Count the lines in the items below that contain the string "brick", with case counting, and give only that number.

^^^^^^^^

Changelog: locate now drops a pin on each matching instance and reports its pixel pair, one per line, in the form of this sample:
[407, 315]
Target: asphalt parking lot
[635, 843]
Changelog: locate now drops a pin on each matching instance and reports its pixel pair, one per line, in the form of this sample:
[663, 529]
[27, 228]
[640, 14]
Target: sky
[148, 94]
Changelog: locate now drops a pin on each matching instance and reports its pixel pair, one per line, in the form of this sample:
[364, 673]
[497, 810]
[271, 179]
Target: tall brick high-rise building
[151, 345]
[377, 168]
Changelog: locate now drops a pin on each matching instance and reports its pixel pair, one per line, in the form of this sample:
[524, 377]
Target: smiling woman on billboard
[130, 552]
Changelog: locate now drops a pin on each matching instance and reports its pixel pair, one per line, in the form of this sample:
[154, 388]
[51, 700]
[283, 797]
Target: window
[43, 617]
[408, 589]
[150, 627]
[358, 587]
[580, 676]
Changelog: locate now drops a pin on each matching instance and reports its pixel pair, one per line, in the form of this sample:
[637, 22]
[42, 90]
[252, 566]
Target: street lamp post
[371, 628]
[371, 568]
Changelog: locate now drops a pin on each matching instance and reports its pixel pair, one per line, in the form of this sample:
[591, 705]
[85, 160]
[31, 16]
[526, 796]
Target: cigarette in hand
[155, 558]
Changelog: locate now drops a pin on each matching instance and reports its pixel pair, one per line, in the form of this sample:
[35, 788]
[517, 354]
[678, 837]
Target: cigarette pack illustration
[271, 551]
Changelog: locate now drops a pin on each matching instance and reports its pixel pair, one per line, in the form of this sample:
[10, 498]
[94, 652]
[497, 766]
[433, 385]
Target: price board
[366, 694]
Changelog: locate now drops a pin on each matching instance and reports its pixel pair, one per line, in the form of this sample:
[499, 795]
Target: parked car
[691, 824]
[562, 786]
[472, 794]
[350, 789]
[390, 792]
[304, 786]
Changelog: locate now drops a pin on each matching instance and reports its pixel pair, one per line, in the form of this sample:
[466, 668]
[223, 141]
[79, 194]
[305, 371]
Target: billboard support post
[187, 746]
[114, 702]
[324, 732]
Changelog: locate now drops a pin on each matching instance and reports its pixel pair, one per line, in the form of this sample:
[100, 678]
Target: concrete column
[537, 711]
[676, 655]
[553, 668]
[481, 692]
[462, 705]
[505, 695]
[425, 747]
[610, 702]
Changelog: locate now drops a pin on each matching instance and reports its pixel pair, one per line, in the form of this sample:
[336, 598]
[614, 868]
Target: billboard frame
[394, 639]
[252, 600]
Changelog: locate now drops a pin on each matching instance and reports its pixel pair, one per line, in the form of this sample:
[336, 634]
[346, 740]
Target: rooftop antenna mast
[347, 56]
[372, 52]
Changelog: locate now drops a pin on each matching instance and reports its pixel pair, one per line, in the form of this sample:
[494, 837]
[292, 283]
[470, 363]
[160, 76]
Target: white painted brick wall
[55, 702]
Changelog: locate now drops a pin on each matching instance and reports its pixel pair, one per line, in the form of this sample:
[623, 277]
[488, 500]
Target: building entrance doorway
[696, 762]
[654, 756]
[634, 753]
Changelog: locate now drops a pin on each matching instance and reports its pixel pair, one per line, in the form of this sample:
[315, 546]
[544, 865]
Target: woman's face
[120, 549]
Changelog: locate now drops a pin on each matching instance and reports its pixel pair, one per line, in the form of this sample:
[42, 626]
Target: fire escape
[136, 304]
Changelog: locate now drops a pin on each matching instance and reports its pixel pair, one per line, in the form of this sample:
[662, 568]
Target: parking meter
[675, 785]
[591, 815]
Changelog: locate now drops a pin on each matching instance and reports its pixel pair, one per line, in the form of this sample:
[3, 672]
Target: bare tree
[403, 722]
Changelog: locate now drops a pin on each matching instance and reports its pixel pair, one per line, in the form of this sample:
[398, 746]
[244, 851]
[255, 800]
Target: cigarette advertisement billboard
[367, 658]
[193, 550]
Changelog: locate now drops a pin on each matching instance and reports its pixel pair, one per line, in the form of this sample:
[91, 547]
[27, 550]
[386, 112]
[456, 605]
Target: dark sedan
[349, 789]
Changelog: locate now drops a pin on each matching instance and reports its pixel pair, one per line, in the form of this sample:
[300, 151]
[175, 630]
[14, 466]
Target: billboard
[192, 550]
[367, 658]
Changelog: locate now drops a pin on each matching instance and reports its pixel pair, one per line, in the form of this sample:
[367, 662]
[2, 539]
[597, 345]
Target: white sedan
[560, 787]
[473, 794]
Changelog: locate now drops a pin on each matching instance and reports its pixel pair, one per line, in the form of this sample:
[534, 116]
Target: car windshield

^^^^^^^^

Response for this exercise →
2